• What you will do: Please give the listing below as a JSON list of strings, one string for each line, leaving out any blank lines.

## begin The input

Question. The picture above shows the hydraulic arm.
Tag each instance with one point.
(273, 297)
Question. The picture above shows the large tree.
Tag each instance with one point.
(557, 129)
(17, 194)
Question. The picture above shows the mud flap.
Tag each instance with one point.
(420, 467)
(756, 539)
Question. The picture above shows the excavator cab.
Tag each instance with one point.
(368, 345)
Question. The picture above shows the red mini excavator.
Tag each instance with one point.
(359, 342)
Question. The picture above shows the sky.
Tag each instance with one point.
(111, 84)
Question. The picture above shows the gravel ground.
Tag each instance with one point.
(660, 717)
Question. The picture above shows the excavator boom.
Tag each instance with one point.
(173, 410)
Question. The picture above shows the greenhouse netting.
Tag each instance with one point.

## end The input

• Full output:
[
  "Question. The picture above shows the hydraulic arm.",
  "Tag each instance with one point.",
  "(273, 297)",
  "Question. The picture above shows the large tree.",
  "Tag each instance with one point.",
  "(557, 129)",
  "(17, 194)",
  "Question. The picture above shows the mud flap.",
  "Tag each instance with one point.",
  "(420, 467)",
  "(756, 539)",
  "Question. The picture above shows the excavator cab.",
  "Tag each instance with one point.",
  "(368, 345)",
  "Question. The picture above shows the red mini excavator.",
  "Tag each instance with one point.",
  "(359, 342)",
  "Question. The picture above shows the sky.",
  "Tag each instance with one point.",
  "(111, 84)",
  "Question. The picture above shows the gravel ground.",
  "Tag each instance with one point.",
  "(660, 717)",
  "Question. The picture above shows the excavator boom.",
  "Tag each instance with one point.",
  "(173, 410)",
  "Question. The picture above shows the greenhouse netting.",
  "Tag each instance with one point."
]